REQUIRED ACTION: Identify every line in the records below that contains the word "pointer", and copy each of those lines.

━━━ DATA SECTION ━━━

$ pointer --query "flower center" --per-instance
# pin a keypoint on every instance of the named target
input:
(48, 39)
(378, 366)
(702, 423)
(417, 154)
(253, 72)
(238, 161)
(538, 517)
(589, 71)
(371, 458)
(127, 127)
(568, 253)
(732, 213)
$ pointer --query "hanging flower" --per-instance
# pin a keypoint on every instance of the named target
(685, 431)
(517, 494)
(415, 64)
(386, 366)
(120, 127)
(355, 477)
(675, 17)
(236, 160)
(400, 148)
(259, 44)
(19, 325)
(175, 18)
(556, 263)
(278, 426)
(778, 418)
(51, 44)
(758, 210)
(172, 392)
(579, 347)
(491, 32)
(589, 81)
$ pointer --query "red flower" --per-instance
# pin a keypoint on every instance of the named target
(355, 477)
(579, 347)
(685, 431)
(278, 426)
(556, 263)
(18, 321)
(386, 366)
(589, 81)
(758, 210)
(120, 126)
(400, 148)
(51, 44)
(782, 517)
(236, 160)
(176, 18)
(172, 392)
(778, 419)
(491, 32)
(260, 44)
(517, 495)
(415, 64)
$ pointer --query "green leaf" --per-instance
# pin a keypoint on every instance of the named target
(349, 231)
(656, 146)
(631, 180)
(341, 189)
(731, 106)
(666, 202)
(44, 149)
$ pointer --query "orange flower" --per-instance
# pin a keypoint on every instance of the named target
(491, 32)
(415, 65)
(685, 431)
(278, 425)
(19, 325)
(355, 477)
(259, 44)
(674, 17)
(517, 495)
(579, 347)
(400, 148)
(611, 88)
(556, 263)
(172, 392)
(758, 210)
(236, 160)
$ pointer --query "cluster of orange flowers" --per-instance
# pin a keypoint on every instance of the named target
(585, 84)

━━━

YOUR RESPONSE:
$ pointer --query "flower center" --per-instance
$ pointer --query "hanging flower" --per-instance
$ pointer --query "red flower" --per-instance
$ pointer --query "green leaf" --per-instance
$ pointer --query "orange flower" --per-instance
$ pointer --query "cluster of orange flowers" --per-instance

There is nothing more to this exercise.